EXERCISE INSTRUCTIONS:
- 1) Write out the passage of the article on young refugees in Fife, starting with "Fife Council will" and going on through "their home countries.".
- 2) Continue the article on young refugees in Fife from the point where it stops.

SELECTED TEXT:
YOUNG refugees displaced by war and with “horrific backstories” are now able to enjoy a better life in Fife.

And more children coming into the UK without their parents could be housed and supported in the Kingdom after the local authority agreed to volunteer its services to the Home Office.

Fife Council will write to Cosla to offer extra support after it volunteered last summer to take in four children aged between 10 and 12 who had been displaced from their home countries.

Head of children’s services, Kathy Henwood, said the four youngsters, all boys, were “experiencing success” and have been given care, education and health support without a negative impact on existing council resources. This has opened the way to allowing more unaccompanied young people to come here to live – though she said this would not be “a high number of young people per year”.

“We’ve now got a good evidence base of working across the Fife partnership in supporting young people we take in and in supporting families,” Ms Henwood told councillors last week.

“We recognise there is a growing need and Fife has a place to offer support to other young people in these circumstances, in a way that can be managed while recognising the pressures we face in Fife on resources.”

The Home Office operates an “asylum seeker dispersal scheme” to distribute refugees across the UK as and when they arrive in the country while permanent accommodation is found.

Dataset records
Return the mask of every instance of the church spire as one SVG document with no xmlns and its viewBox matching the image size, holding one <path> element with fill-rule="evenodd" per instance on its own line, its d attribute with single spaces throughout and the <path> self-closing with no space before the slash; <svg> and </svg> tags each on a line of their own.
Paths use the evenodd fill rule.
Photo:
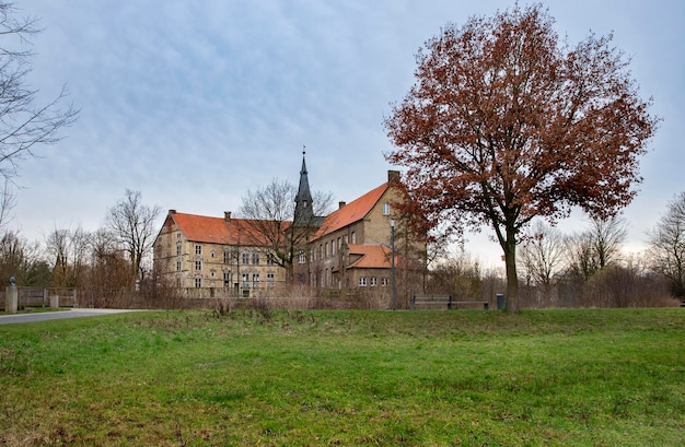
<svg viewBox="0 0 685 447">
<path fill-rule="evenodd" d="M 302 145 L 302 168 L 300 169 L 300 186 L 295 196 L 295 215 L 293 220 L 294 226 L 310 226 L 314 219 L 314 210 L 312 208 L 312 192 L 310 191 L 310 180 L 306 176 L 306 163 L 304 156 L 306 148 Z"/>
</svg>

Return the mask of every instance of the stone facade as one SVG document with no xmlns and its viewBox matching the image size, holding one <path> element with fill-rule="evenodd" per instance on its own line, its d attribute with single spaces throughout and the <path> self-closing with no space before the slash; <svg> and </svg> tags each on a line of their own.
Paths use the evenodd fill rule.
<svg viewBox="0 0 685 447">
<path fill-rule="evenodd" d="M 153 247 L 154 270 L 189 295 L 259 296 L 286 281 L 272 254 L 254 245 L 247 220 L 209 217 L 170 210 Z"/>
<path fill-rule="evenodd" d="M 349 203 L 339 202 L 338 210 L 327 216 L 314 216 L 303 157 L 294 223 L 287 223 L 287 232 L 306 235 L 301 238 L 303 245 L 292 248 L 293 282 L 317 289 L 390 286 L 391 236 L 407 234 L 395 209 L 403 198 L 399 173 L 388 170 L 385 184 Z M 259 243 L 255 222 L 231 219 L 228 212 L 221 219 L 171 210 L 154 243 L 155 273 L 169 284 L 202 296 L 259 296 L 283 284 L 287 271 L 274 262 L 266 240 Z M 426 250 L 421 238 L 411 238 L 408 245 L 414 252 Z M 405 240 L 405 254 L 408 245 Z M 409 262 L 397 252 L 402 250 L 395 252 L 396 268 L 421 269 L 420 256 Z"/>
</svg>

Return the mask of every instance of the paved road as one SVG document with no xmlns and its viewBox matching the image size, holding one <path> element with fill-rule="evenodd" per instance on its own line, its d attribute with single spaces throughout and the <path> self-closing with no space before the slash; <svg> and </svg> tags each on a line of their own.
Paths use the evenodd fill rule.
<svg viewBox="0 0 685 447">
<path fill-rule="evenodd" d="M 44 313 L 36 313 L 36 314 L 0 315 L 0 325 L 10 325 L 10 324 L 15 324 L 15 322 L 60 320 L 65 318 L 96 317 L 98 315 L 120 314 L 124 311 L 132 311 L 132 310 L 70 309 L 70 310 L 59 310 L 59 311 L 44 311 Z"/>
</svg>

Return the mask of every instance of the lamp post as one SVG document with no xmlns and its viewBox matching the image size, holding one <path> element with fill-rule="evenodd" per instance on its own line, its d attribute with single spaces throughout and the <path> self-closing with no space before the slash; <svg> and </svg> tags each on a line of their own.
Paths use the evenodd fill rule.
<svg viewBox="0 0 685 447">
<path fill-rule="evenodd" d="M 390 274 L 391 274 L 391 306 L 393 310 L 395 310 L 395 220 L 390 220 L 390 246 L 391 246 L 391 258 L 390 258 Z"/>
</svg>

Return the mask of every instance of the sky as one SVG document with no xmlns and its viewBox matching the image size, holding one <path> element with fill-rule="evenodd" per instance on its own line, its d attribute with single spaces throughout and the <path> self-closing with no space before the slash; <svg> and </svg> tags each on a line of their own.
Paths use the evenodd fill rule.
<svg viewBox="0 0 685 447">
<path fill-rule="evenodd" d="M 524 1 L 520 5 L 526 5 Z M 573 44 L 614 34 L 640 95 L 662 118 L 625 209 L 626 250 L 685 190 L 685 2 L 543 2 Z M 81 110 L 65 139 L 20 165 L 10 226 L 43 240 L 56 228 L 95 231 L 140 191 L 164 211 L 222 216 L 248 189 L 298 184 L 302 149 L 313 190 L 351 201 L 382 185 L 392 149 L 383 119 L 414 83 L 415 55 L 449 23 L 513 1 L 480 0 L 16 0 L 44 31 L 30 86 L 46 103 L 70 91 Z M 580 213 L 559 224 L 582 230 Z M 492 231 L 466 250 L 496 266 Z"/>
</svg>

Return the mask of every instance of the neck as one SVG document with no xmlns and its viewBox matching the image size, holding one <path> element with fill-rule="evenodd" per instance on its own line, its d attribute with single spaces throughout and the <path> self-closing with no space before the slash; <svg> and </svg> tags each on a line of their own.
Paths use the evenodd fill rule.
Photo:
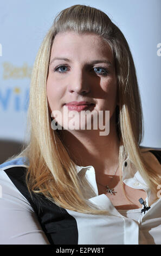
<svg viewBox="0 0 161 256">
<path fill-rule="evenodd" d="M 110 131 L 108 135 L 100 136 L 99 130 L 65 130 L 61 139 L 76 164 L 92 165 L 97 174 L 112 174 L 118 166 L 120 145 L 114 122 Z"/>
</svg>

ANSWERS FOR THIS EXERCISE:
- 1)
Fife Council will write to Cosla to offer extra support after it volunteered last summer to take in four children aged between 10 and 12 who had been displaced from their home countries.

- 2)
The programme is designed to relieve pressure on councils in the south-east of England, where the majority of asylum seekers arrive, and is entirely voluntary.

Several councils in that area of England declared emergencies last year due to a rise in the number of boats making Channel crossings from mainland Europe.

Care costs can run into millions of pounds, but the Home Office has offered “enhanced” financial assistance to councils that are willing to take in unaccompanied children.

Ms Henwood added: “There’s a lot of work undertaken with these individual children, and anyone sisters or brothers come with, to look at what prompted them to undertake an incredibly dangerous trip in a small boat across the Channel.

“There are lots of assumptions we might make around that but what we do know is that these young people absolutely have horrific backstories and very much welcome any support we can offer them.

“What we’ve been able to do in Fife is support these young people in a meaningful way and enable them to live lives that they would have wished for rather than what might have been facing them in their country of origin or through their journey to get to us.”

Councillors agreed to allow Fife to expand its offering for unaccompanied young asylum seekers after being satisfied that it could cope with the additional demand.

Inverkeithing and Dalgety Bay councillor Dave Dempsey said: “I have no quibble with the proposal here whatsoever. I don’t think any of us can fully comprehend how awful the situation is in Syria and other places.”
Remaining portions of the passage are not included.